-- Selected passage --
== Segment start ==

Reproducibility of machine learning models for paroxysmal atrial fibrillation onset prediction

Cédric Gilon1, Jean-Marie Grégoire1, Jérome Hellinckx1, Stéphane Carlier2, Hugues Bersini1
1Université Libre de Bruxelles, 2Université de Mons


Background Atrial fibrillation (AF) is the most common heart arrhythmia. Paroxysmal AF onset prediction is a much more complex task than screening AF. Published methods using the Physionet AFPDB database show excellent results, suggesting that forecasting AF episodes is possible by implementing machine learning (ML) models using heart rate variability (HRV) parameters.

Aims Reproduce previously obtained results by published studies using the Physionet database and a larger database of unselected real-life patients.

Methods We searched the literature for all articles on the forecasting of paroxysmal AF episodes. We analysed in depth the methodology of 3 recent studies using ML methods, to replicate their results. We screened our ECG Holter monitoring database of 11833 Holters to find those with paroxysmal AF episodes recorded. A total of 214 Holters with paroxysmal AF were labelled. We developed two ML models (deep neural network and a random forest model) for AF forecast using 13 HRV parameters. We compared performances of published models and our models using the Physionet database and our real-life database of patients.

Results 21 papers dedicated to the prediction of the onset of AF episodes have been published so far, showing exciting results culminating in sensitivities of 98%, specificity of 95% and accuracy of 98%. Using each model description available in the publications, we could not reach the published performances on the Physionet database. In addition, our models obtained a lower sensitivity of 84% for a specificity of 49% on the Physionet database, similar to the sensitivity of 80.1% for a specificity of 52.8% on our larger database.

Conclusion ML models need to be more detailed if the reported results must be reproducible. Progress must still be made before the clinical use of algorithms that can anticipate paroxysmal AF. The use of larger databases is mandatory for this type of prediction.

== Segment end ==

-- Provided information --
== Segment start ==

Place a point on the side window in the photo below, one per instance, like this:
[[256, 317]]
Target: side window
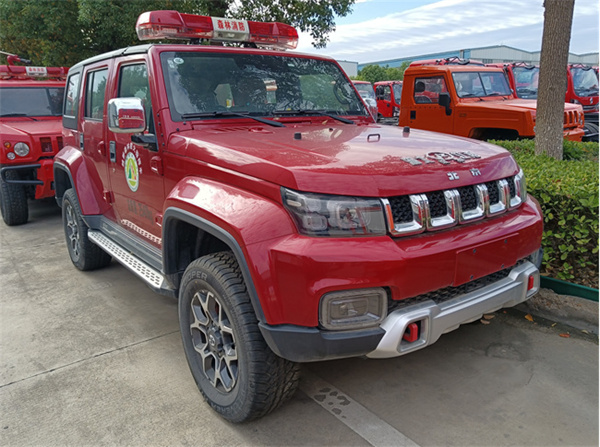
[[427, 90], [94, 94], [133, 82], [71, 102]]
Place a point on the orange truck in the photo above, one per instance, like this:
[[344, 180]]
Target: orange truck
[[473, 101]]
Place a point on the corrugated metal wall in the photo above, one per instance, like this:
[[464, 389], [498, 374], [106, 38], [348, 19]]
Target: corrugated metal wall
[[494, 54]]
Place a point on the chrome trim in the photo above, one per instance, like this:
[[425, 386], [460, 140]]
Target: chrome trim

== Segment end ==

-- Tasks to complete --
**1.** From the atrial fibrillation abstract, transcribe the part that opens with the words containing "Results 21 papers" and closes with "our larger database.".
**2.** List every author of the atrial fibrillation abstract who is affiliated with Université Libre de Bruxelles.

-- Answers by item number --
**1.**
Results 21 papers dedicated to the prediction of the onset of AF episodes have been published so far, showing exciting results culminating in sensitivities of 98%, specificity of 95% and accuracy of 98%. Using each model description available in the publications, we could not reach the published performances on the Physionet database. In addition, our models obtained a lower sensitivity of 84% for a specificity of 49% on the Physionet database, similar to the sensitivity of 80.1% for a specificity of 52.8% on our larger database.

**2.**
Cédric Gilon
Jean-Marie Grégoire
Jérome Hellinckx
Hugues Bersini